▶ [Excerto de origem]:

==============================

Fim do Cristianismo na Europa, segundo Anselmo
Quem nasceu num contexto de cristianismo tradicional
talvez nunca se tenha dado verdadeiramente conta do que
o cristianismo significou na história.
1 Na sua base, está Jesus de Nazaré, que nasceu
uns quatro ou seis anos antes da nossa era - isto deve-se a um engano do
monge Dionísio, o Exíguo, encarregado de estabelecer no século VI o
novo calendário. Filho de Maria e de José, teve uma juventude
despercebida, trabalhou duramente em vários lugares como artesão. Foi discípulo
de João Baptista, por quem foi baptizado, mas fez uma experiência
avassaladora de Deus como Abbá (querido Papá), que o chamava a
anunciar e a testemunhar o seu Reino, o Reino de Deus, Reino da verdade, da
justiça, do amor, da alegria para todos. Uma notícia boa e feliz. A vida
pública foi curta.
Em Jesus, o Reino de Deus estava actuante. Preocupou-se
com a saúde das pessoas, com que não passassem fome. Curou doentes, física e
psiquicamente doentes. Comia com prostitutas e pecadores públicos. A causa
de Deus é a causa dos seres humanos e, por isso, proclamava com os
profetas estas palavras postas na boca de Deus: "Ide aprender: eu não
quero sacrifícios, mas justiça e misericórdia." Ousava declarar: "O
Sábado é para o Homem e não o Homem para o Sábado": a saúde, a justiça, a
misericórdia, estão acima do culto. Por isso, entrou em conflito com o Templo,
os sacerdotes, os escribas, os doutores da Lei... Assim, Jerusalém e Roma uniram-se,
numa coligação de interesses religiosos e imperiais, para o crucificar. Ele
podia ter negociado, mas não: foi até ao fim, para dar testemunho da Verdade e
do Amor.
Os horrores da crucifixão não têm descrição. Os romanos consideravam-na
tão humilhante, que só a aplicavam aos escravos e estrangeiros. "Meu Deus,
meu Deus, porque é que me abandonaste?", rezou Jesus, sempre
confiante: "Pai, nas tuas mãos entrego o meu espírito".
2 Aparentemente, foi o fim. O enigma da história
do cristianismo é como é que os discípulos, que tinham voltado,
desiludidos, às suas vidas, pouco tempo depois estavam outra vez reunidos e
foram anunciar que aquele Jesus crucificado é o Cristo, o
Messias salvador. O que é que se passou naquele intervalo?
Como escreveu J. Duquesne, a história não pode dizer
se Jesus está vivo ou se morreu para sempre, "o que pode dizer é
que se passou alguma coisa naqueles dias, um acontecimento que, abalando
aqueles homens e mulheres, abalou o mundo". A ressurreição, mistério
central do cristianismo, não é um facto verificável historicamente, ela é
um "obscuríssimo mistério", como diz o filósofo e teólogo Andrés
Torres Queiruga. Na sua obra célebre A Verdadeira História de Jesus, E.

==============================

▶ [Enunciado 1]:
Devolva, sem qualquer alteração, o trecho do texto sobre as origens do cristianismo, a começar em "Como escreveu J." e a seguir até "de Jesus, E.", inclusive.
▶ [Enunciado 2]:
Prossiga o texto sobre as origens do cristianismo a partir do ponto em que termina.

==============================

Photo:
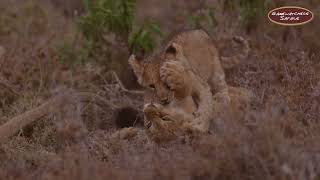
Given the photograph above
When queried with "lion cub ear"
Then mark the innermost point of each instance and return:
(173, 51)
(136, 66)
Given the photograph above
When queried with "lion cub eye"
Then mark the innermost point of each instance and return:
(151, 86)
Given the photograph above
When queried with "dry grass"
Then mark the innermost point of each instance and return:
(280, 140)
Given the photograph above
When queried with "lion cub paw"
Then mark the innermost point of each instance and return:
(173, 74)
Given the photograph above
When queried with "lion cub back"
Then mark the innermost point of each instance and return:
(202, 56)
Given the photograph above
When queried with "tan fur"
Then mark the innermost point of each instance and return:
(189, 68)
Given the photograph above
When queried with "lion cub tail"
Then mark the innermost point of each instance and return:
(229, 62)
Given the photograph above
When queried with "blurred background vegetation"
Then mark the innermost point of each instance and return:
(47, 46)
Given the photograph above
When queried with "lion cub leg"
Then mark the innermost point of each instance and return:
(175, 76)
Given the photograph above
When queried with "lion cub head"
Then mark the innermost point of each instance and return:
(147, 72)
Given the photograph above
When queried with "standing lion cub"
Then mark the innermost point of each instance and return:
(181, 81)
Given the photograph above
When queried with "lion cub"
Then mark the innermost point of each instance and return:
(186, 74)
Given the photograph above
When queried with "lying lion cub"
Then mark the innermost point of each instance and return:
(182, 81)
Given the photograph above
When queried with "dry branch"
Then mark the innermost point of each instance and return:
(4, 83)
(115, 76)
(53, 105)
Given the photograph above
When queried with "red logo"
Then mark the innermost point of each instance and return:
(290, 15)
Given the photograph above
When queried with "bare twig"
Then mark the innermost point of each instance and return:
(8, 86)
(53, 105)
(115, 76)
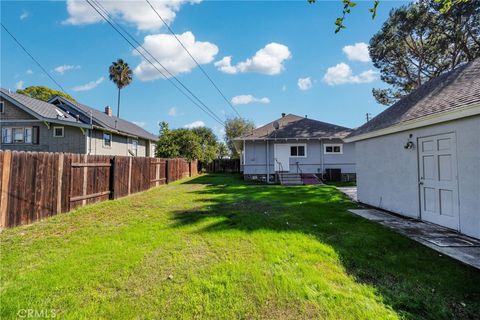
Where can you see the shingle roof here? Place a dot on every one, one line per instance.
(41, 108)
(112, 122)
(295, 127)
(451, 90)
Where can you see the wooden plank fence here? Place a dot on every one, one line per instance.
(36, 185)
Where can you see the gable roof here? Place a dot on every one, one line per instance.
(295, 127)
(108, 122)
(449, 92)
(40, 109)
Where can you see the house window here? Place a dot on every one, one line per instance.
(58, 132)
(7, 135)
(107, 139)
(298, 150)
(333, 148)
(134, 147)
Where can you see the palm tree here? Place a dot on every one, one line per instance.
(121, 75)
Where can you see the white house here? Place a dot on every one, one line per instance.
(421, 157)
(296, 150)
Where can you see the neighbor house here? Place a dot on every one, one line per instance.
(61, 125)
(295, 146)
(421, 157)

==============================

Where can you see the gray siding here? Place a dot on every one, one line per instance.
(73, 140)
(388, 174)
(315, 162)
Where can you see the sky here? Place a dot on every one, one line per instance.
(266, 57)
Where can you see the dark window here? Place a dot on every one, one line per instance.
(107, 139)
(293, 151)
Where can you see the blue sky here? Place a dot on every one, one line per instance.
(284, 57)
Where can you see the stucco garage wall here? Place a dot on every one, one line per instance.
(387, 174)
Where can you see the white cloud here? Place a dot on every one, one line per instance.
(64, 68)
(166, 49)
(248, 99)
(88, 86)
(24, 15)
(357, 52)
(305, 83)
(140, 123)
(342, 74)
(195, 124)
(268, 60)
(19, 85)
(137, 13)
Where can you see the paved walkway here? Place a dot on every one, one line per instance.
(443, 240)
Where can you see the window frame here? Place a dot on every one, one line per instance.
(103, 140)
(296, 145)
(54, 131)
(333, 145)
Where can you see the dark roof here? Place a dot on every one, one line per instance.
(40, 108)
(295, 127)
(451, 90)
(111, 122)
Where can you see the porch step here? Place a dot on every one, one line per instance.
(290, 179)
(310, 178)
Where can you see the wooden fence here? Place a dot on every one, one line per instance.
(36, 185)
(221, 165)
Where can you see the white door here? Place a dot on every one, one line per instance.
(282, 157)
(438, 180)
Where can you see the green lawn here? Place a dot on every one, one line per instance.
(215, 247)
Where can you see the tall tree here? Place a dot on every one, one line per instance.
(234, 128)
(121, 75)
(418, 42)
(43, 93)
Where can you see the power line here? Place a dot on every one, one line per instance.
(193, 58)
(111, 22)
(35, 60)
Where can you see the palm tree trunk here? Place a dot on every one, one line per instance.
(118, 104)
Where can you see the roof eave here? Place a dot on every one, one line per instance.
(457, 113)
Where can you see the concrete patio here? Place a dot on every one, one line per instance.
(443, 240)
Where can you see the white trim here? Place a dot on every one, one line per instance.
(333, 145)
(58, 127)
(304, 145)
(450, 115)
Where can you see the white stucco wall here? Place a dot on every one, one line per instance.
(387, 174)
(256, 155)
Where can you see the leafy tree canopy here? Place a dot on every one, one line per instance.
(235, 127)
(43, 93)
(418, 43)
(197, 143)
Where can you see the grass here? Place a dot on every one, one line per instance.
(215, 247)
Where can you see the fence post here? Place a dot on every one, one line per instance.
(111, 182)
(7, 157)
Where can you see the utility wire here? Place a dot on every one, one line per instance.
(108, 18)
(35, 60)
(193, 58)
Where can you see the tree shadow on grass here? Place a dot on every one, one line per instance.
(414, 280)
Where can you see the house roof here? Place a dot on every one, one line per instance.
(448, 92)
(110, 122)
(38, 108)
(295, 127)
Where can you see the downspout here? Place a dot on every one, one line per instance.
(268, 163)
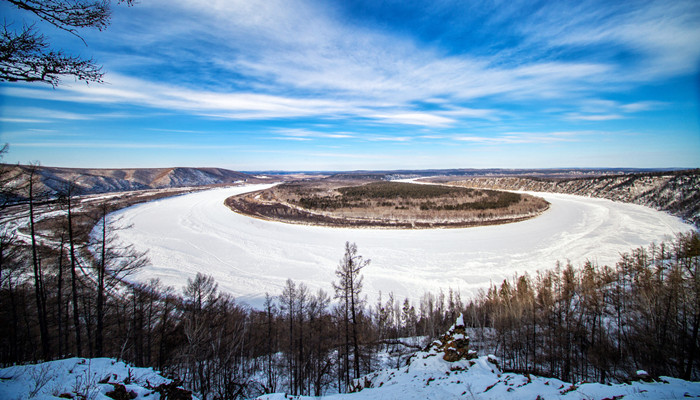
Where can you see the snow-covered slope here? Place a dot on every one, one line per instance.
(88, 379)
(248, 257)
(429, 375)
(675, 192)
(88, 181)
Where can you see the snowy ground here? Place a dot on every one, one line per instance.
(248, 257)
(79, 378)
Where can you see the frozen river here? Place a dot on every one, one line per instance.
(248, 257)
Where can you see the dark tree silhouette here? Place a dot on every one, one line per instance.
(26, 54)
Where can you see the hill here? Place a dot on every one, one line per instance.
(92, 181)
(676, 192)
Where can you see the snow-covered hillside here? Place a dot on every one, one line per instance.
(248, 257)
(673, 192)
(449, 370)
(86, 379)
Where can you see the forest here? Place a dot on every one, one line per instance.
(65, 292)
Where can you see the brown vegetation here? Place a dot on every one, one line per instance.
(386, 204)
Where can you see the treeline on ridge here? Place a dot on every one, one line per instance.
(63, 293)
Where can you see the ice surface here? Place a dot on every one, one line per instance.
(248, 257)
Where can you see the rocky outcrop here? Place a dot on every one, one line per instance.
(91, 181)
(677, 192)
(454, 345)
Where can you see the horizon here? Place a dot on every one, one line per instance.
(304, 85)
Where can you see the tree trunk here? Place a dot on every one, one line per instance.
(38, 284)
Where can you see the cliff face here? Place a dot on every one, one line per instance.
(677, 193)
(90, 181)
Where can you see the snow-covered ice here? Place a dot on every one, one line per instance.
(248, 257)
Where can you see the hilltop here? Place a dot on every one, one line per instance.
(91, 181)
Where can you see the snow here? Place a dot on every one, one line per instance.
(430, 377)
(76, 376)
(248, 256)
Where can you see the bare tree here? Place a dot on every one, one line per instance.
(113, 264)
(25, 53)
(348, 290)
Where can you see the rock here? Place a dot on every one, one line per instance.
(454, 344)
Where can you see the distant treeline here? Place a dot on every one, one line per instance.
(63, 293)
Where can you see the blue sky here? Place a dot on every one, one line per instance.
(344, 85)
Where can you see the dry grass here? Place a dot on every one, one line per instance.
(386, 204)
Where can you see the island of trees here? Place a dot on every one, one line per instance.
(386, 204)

==============================

▶ [Resposta 1]:
Como escreveu J. Duquesne, a história não pode dizer
se Jesus está vivo ou se morreu para sempre, "o que pode dizer é
que se passou alguma coisa naqueles dias, um acontecimento que, abalando
aqueles homens e mulheres, abalou o mundo". A ressurreição, mistério
central do cristianismo, não é um facto verificável historicamente, ela é
um "obscuríssimo mistério", como diz o filósofo e teólogo Andrés
Torres Queiruga. Na sua obra célebre A Verdadeira História de Jesus, E.

▶ [Resposta 2]:
P. Sanders, da Universidade de Oxford, conclui que é muito o que sabemos
do Jesus histórico. "Nada é mais misterioso do que a história da
sua ressurreição", mas "sabemos que, depois da sua morte, os seus
seguidores fizeram a experiência de algo que descreveram como a
"ressurreição": a "aparição" de uma pessoa, que tinha
realmente morrido, agora viva, mas transformada. Eles acreditaram nisso,
viveram-no e morreram por isso." Neste processo, criaram um movimento que
cresceu e se estendeu pelo mundo. "Sabemos quem Jesus era, o que
fez, o que ensinou e porque morreu; e, talvez o mais importante, sabemos como
inspirou os seus seguidores, que, por vezes, não o entenderam, mas que lhe foram
tão fiéis que mudaram a história."
Essa experiência pessoal do Jesus vivo foi
igualmente tão avassaladora para São Paulo que ele, de perseguidor
dos cristãos, se tornou apóstolo, fez milhares e milhares de quilómetros,
incansavelmente, a pé, a cavalo, de barco, para levar a Boa Nova de Jesus,
o Crucificado-Vivente, desde a costa sul da actual Turquia, a bacia
do mar Egeu (Filipos, Tessalónica, Atenas, Corinto),
até Roma e projectando ir à Hespanha...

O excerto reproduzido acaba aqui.